* Tareas
a - Traduce al inglés esta oración de la homilía sobre la riqueza: «Pero el Reino de los Cielos no es solo salvación: es también misión salvadora».
b - Retoma la homilía sobre la riqueza y continúala a partir de su última oración.

* Texto proporcionado
· · · ·
Martes 20º del TO
Mt 19, 23-30
Llamada al Seguimiento
Queridos hermanos, antes de adentrarnos en el misterio que nos propone el Evangelio sobre la riqueza, es necesario hacer una observación preliminar que despeje el terreno de posibles equívocos. Cuando Jesús habla del Reino de los Cielos, los Apóstoles entienden salvación. Porque el Reino no es una promesa lejana, sino una realidad que puede experimentarse ya aquí, mediante el encuentro con Cristo por la fe.
La vida eterna es
salvación. Por eso, siguiendo la enseñanza del Antiguo Testamento (cf. Lv 18,
5), Jesús dice a uno de los principales (cf. Lc 18, 18): «Cumple los
mandamientos; haz esto y vivirás» (cf. Lc 10, 28). Pero el Reino de los Cielos
no es solo salvación: es también misión salvadora. Por eso, al “joven” rico le
dice (cf. Mt 19, 21): «Vende cuanto tienes, dáselo a los pobres, luego ven y
sígueme». Porque la vida eterna consiste en esto: «Que te conozcan a ti, el
único Dios verdadero, y a Jesucristo, a quien tú has enviado» (cf. Jn 17, 3).
· · · ·
* Extractos del material
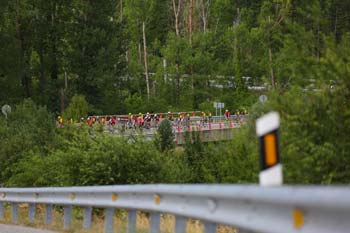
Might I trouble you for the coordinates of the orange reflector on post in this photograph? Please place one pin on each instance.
(270, 149)
(298, 218)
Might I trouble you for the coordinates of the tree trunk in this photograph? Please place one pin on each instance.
(177, 10)
(190, 21)
(21, 61)
(145, 58)
(273, 81)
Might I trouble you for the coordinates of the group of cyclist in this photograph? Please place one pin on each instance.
(152, 120)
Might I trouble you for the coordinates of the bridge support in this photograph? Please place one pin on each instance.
(180, 224)
(48, 214)
(67, 216)
(14, 212)
(209, 227)
(2, 214)
(31, 213)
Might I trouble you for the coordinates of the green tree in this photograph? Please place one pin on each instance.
(78, 108)
(165, 136)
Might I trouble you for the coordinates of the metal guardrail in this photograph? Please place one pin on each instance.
(250, 208)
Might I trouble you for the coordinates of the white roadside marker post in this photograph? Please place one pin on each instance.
(267, 130)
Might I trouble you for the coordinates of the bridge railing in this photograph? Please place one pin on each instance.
(249, 208)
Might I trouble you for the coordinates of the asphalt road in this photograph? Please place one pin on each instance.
(20, 229)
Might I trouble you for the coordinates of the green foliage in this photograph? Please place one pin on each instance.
(29, 129)
(96, 49)
(77, 108)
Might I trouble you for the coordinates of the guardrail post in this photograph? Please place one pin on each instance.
(48, 214)
(2, 209)
(131, 221)
(209, 227)
(31, 213)
(109, 220)
(67, 216)
(87, 217)
(14, 212)
(155, 222)
(180, 224)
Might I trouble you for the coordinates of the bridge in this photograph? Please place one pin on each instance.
(218, 129)
(268, 208)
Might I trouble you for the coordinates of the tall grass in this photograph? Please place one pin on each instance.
(120, 221)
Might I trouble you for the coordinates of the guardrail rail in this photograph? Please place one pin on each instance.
(249, 208)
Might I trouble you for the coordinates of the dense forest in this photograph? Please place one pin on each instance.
(178, 55)
(150, 55)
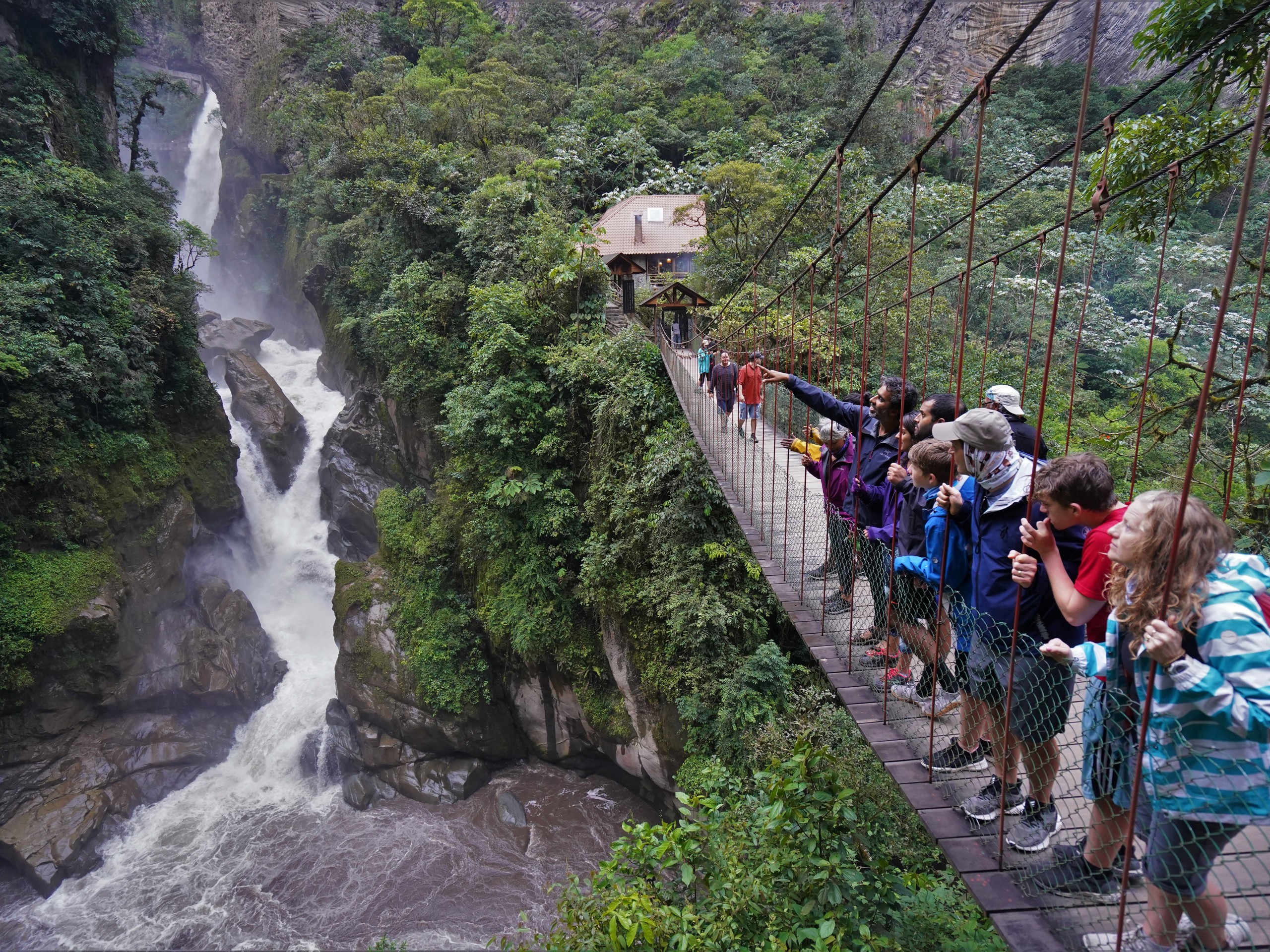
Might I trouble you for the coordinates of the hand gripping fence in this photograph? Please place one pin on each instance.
(990, 721)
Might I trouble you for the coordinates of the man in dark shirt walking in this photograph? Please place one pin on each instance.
(1005, 400)
(723, 385)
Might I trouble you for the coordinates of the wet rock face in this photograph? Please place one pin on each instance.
(186, 664)
(385, 742)
(373, 679)
(272, 419)
(374, 766)
(359, 459)
(219, 336)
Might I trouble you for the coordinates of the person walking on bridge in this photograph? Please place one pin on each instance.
(751, 382)
(878, 450)
(723, 386)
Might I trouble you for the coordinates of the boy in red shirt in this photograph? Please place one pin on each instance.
(751, 384)
(1079, 490)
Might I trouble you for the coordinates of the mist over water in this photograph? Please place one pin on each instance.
(255, 856)
(201, 188)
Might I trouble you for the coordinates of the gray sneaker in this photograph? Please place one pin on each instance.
(1237, 933)
(837, 604)
(1135, 941)
(986, 805)
(1032, 834)
(817, 574)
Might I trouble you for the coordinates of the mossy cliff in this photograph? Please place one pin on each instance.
(125, 664)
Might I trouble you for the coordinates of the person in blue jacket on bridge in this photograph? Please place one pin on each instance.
(1040, 696)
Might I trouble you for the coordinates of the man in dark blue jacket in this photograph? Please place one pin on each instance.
(877, 450)
(1040, 696)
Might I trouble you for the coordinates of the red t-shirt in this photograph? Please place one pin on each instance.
(751, 382)
(1091, 581)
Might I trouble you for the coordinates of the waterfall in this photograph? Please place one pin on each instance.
(201, 192)
(253, 855)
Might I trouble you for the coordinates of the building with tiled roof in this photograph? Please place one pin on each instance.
(644, 229)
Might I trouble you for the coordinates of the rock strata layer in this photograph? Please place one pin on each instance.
(359, 460)
(272, 419)
(219, 336)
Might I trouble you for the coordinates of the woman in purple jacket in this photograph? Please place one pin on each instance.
(833, 470)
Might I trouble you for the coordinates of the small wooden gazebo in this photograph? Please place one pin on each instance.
(679, 298)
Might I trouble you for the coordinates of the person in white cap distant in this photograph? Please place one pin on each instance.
(1005, 400)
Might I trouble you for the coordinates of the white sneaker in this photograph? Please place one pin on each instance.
(906, 692)
(1236, 933)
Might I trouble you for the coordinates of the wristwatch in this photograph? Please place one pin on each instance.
(1178, 667)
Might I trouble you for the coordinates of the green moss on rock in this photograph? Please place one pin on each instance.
(40, 595)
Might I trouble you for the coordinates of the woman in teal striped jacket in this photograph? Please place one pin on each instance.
(1206, 771)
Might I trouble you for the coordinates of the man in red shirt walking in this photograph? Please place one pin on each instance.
(751, 384)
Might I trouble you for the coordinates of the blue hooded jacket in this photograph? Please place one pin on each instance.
(994, 532)
(956, 575)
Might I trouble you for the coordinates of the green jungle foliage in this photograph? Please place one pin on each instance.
(806, 844)
(445, 171)
(40, 595)
(103, 402)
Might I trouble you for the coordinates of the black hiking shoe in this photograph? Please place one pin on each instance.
(954, 758)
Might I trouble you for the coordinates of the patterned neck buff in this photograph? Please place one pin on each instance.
(992, 470)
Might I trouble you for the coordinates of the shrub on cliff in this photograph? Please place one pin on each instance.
(786, 862)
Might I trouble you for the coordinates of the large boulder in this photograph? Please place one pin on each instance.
(373, 679)
(374, 765)
(224, 334)
(272, 419)
(359, 459)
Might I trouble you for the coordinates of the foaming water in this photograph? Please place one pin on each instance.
(200, 193)
(254, 856)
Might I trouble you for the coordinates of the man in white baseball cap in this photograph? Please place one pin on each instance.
(1006, 402)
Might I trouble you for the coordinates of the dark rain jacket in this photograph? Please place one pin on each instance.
(874, 455)
(992, 590)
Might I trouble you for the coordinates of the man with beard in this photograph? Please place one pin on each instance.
(878, 450)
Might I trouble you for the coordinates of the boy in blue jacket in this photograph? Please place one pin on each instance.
(1042, 696)
(919, 579)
· · · ·
* Lista de respuestas
a - But the Kingdom of Heaven is not only salvation: it is also a saving mission.

b -
Entrar en el Reino de Dios
implica seguir a Cristo. Y seguirle es dejar casa, hermanos, hermanas, madre,
padre, hijos y hacienda. Es renunciar incluso a la propia vida, para recibir en
el mundo venidero la vida eterna. Porque quien busca su vida en este mundo, la
perderá; pero quien la pierda por Cristo y por el Evangelio, la conservará para
la eternidad.
Jesús parece decirle al
rico: La vida eterna es la herencia de los hijos. Por eso, cuando hayas vendido
tus bienes, «ven y sígueme». Cree, hazte discípulo del Maestro bueno. Llegarás
a amar a tus enemigos, serás hijo de tu Padre celestial, y tendrás derecho a la
herencia de los hijos: la vida eterna.
Pero el joven se marchó
triste. ¿Por qué? Porque tenía muchos bienes. Su tristeza no era por la
exigencia de la llamada, sino por la incapacidad de su amor a Dios para superar
el apego a sus posesiones. No pudo creer que en aquel Jesús estaba realmente su
Señor y su Dios. No pudo ver el tesoro escondido en el campo de la carne de
Cristo. No discernió el valor de la perla que tenía ante sus ojos. Si lo
hubiera hecho, habría vendido todo y le habría seguido.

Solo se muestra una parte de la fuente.